§ **Exercise requirements**
Return each line in the records below that contains the string "fabric". Case counts.
>>>
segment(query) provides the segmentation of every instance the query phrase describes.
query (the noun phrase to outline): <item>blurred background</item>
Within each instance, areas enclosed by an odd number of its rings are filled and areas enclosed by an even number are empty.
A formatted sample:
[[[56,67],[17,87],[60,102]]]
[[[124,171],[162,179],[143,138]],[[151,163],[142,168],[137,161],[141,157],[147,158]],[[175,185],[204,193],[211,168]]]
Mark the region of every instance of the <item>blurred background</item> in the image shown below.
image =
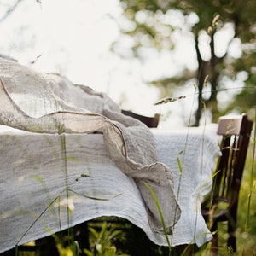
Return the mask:
[[[0,0],[0,54],[159,113],[160,127],[198,125],[254,116],[255,12],[253,0]]]

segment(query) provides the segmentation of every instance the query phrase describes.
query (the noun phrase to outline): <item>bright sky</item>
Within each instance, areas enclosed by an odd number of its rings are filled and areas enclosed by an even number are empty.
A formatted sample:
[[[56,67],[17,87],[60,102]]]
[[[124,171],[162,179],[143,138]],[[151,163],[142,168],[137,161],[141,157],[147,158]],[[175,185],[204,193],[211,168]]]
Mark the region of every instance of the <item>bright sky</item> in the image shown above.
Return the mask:
[[[164,114],[162,119],[171,111],[175,119],[171,122],[173,127],[183,125],[177,119],[181,112],[189,117],[192,98],[155,107],[154,103],[160,100],[158,90],[146,82],[174,75],[183,66],[193,68],[196,62],[192,38],[174,34],[177,45],[175,52],[159,54],[153,49],[148,55],[148,51],[147,61],[142,66],[139,61],[127,61],[110,51],[112,43],[120,38],[116,20],[123,17],[118,0],[41,2],[24,0],[0,23],[0,54],[9,55],[40,72],[60,73],[73,83],[107,92],[123,108],[146,115],[160,113]],[[177,14],[170,22],[180,18]],[[130,42],[125,38],[122,42],[121,51],[125,51]],[[31,64],[33,61],[35,63]],[[184,90],[186,95],[193,93],[193,85],[185,86]],[[180,93],[178,96],[183,91]]]

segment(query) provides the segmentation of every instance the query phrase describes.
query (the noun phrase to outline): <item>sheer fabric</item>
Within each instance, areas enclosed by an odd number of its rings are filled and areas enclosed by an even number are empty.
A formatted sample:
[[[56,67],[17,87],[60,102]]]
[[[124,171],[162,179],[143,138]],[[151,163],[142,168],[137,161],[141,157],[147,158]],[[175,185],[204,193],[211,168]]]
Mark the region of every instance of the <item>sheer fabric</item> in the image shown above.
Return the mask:
[[[168,233],[172,233],[181,214],[172,171],[158,162],[149,129],[123,115],[106,94],[73,84],[59,74],[42,74],[0,58],[0,124],[36,133],[102,134],[109,158],[138,187],[152,230],[162,233],[163,227],[145,183],[154,191]],[[91,143],[96,154],[96,143]],[[4,163],[1,165],[4,168]]]

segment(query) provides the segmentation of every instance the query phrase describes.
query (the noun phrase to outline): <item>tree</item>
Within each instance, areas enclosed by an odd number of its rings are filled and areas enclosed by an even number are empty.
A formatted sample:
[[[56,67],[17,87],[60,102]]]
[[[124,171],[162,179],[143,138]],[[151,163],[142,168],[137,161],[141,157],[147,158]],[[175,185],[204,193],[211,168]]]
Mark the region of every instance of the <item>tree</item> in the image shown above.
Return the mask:
[[[129,29],[123,27],[123,32],[134,39],[134,56],[140,57],[143,47],[154,47],[159,50],[168,48],[174,50],[172,40],[177,31],[185,30],[188,37],[193,38],[197,67],[194,70],[183,68],[175,77],[171,76],[152,84],[164,88],[165,96],[170,90],[183,85],[187,81],[195,81],[197,87],[198,107],[195,113],[195,125],[200,123],[204,104],[212,114],[212,120],[220,113],[234,108],[234,102],[220,106],[218,95],[225,90],[230,94],[239,92],[238,98],[246,98],[240,111],[255,108],[256,67],[256,2],[254,0],[121,0],[124,15],[133,24]],[[182,15],[183,21],[175,24],[177,15]],[[223,41],[219,43],[222,36]],[[201,40],[207,38],[207,49],[201,47]],[[224,41],[228,39],[224,44]],[[234,47],[236,45],[236,47]],[[219,51],[222,46],[223,51]],[[234,49],[236,52],[234,53]],[[233,52],[232,52],[233,49]],[[206,55],[206,52],[207,53]],[[233,90],[227,84],[240,83],[241,89]],[[210,92],[204,95],[205,87]],[[247,88],[253,88],[248,93]],[[167,95],[166,95],[167,93]],[[237,98],[236,97],[236,98]],[[237,104],[236,102],[236,105]]]

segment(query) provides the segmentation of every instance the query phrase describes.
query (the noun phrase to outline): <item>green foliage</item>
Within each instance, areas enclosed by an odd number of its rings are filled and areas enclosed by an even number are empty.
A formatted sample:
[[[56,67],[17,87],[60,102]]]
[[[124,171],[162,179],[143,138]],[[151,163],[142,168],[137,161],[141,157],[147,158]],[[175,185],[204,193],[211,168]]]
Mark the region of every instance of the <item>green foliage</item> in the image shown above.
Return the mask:
[[[102,229],[97,231],[95,228],[89,227],[90,248],[84,249],[88,256],[114,256],[116,254],[116,247],[113,244],[115,239],[120,236],[121,230],[113,228],[108,229],[106,221],[102,222]],[[120,255],[120,254],[119,254]],[[125,255],[125,254],[122,254]]]

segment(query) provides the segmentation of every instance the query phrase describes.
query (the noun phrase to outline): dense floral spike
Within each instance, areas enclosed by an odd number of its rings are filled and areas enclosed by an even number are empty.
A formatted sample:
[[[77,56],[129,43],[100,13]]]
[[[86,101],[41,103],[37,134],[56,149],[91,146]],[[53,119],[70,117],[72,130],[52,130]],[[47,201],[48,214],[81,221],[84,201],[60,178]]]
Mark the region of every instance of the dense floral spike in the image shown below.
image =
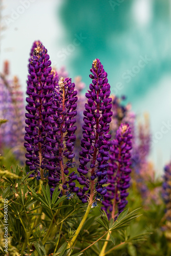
<<<
§ **Correct answer**
query (the noun phrase to outline): <item>sheer fabric</item>
Mark the region of every instance of the <item>sheer fabric</item> in the image shown above.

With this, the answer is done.